- **PROBLEM DETAILS**
Select and copy each line of the records below that contains the string "wheel". Case counts, so only lines with this exact capitalization qualify.

··· DATA ROWS

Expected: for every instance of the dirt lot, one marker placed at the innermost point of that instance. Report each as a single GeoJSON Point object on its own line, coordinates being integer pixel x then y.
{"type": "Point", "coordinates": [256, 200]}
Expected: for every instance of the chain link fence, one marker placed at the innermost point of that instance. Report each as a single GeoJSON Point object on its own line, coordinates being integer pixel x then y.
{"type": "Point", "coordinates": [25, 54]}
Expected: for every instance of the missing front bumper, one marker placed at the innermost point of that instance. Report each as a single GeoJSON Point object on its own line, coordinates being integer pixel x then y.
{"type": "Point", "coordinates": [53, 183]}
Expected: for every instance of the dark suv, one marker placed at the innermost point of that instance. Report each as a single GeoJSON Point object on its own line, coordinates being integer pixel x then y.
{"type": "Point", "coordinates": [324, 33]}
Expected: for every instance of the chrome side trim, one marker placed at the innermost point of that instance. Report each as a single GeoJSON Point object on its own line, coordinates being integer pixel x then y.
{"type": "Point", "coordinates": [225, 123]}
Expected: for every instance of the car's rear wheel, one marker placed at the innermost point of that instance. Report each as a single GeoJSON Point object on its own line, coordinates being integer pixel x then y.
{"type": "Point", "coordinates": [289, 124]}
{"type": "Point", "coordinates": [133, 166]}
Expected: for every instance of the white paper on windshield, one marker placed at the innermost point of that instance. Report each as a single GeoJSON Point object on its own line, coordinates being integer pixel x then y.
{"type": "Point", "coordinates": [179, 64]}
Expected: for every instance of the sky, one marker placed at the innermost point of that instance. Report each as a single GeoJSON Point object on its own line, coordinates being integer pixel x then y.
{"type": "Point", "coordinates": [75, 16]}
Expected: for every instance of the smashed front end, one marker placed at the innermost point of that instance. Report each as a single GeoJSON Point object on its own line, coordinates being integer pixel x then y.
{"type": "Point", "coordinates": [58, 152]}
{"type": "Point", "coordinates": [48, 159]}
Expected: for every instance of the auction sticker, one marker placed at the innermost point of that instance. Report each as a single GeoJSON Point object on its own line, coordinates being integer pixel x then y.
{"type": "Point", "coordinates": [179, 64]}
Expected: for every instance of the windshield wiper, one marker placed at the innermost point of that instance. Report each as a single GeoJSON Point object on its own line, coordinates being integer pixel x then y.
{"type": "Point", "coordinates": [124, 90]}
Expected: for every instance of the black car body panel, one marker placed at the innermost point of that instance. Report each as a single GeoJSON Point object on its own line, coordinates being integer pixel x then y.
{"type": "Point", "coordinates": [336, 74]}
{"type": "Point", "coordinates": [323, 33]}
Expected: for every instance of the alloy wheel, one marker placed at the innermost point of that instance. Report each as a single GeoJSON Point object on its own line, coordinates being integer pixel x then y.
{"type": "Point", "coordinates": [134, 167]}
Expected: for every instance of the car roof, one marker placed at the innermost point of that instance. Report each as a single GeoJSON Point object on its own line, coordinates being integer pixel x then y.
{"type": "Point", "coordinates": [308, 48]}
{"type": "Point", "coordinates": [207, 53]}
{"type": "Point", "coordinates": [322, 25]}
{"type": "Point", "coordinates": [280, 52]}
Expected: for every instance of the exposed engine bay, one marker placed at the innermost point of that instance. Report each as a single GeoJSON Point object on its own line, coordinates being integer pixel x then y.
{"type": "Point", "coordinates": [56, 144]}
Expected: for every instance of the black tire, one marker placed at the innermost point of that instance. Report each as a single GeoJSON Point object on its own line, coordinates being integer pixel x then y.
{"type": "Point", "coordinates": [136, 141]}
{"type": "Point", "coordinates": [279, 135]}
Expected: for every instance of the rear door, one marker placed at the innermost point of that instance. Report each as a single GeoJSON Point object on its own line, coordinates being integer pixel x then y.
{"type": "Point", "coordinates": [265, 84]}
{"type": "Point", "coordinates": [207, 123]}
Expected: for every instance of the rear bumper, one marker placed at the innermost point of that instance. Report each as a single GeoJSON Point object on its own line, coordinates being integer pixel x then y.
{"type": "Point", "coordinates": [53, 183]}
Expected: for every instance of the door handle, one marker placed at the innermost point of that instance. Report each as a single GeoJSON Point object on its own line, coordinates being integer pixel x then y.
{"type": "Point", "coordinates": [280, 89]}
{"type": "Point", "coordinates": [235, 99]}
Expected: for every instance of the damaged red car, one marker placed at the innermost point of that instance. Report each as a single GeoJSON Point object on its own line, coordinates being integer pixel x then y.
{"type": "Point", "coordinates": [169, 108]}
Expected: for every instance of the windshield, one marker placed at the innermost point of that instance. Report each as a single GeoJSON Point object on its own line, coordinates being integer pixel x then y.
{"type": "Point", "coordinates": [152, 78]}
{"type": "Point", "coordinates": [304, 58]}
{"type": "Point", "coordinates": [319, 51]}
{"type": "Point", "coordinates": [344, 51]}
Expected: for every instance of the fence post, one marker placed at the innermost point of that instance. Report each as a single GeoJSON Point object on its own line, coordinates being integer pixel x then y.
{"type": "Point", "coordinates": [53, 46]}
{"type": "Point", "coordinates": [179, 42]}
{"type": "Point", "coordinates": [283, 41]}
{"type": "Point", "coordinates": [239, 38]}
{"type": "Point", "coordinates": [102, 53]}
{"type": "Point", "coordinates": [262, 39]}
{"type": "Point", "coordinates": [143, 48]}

······
··· DATA ROWS

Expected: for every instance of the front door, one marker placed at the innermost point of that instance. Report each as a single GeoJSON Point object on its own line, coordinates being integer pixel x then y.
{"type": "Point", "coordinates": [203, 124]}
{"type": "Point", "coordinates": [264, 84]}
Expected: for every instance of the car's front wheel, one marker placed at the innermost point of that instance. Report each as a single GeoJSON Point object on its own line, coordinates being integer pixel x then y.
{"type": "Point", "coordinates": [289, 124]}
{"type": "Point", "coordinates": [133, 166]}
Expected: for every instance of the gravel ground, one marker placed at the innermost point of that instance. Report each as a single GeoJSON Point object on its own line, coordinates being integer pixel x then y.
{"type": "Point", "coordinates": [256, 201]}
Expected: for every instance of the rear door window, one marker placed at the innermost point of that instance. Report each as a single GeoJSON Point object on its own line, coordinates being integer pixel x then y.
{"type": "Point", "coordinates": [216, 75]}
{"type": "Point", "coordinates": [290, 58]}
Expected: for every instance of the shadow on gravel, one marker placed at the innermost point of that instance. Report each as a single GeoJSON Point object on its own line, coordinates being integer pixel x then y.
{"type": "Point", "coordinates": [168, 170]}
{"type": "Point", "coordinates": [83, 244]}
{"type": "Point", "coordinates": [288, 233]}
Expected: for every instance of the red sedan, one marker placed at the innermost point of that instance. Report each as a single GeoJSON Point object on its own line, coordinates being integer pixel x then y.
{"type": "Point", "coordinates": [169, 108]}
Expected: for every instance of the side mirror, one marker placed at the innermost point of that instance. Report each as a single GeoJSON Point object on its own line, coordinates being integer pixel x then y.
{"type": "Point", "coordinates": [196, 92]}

······

- **PROBLEM SOLUTION**
Expected: for every instance of the car's rear wheel, one marker placed at the innermost point of that instance. Report each as a single GeoJSON Point object on its own line, coordinates being integer pixel x then y.
Expected: for every instance of the alloy wheel, one marker placed at the innermost point of that instance. Report each as a single GeoJSON Point object on its own line, coordinates being integer pixel x then y.
Expected: for every instance of the car's front wheel, one marker placed at the innermost point of that instance. Report each as a single GeoJSON Point object on its own line, coordinates being integer pixel x then y.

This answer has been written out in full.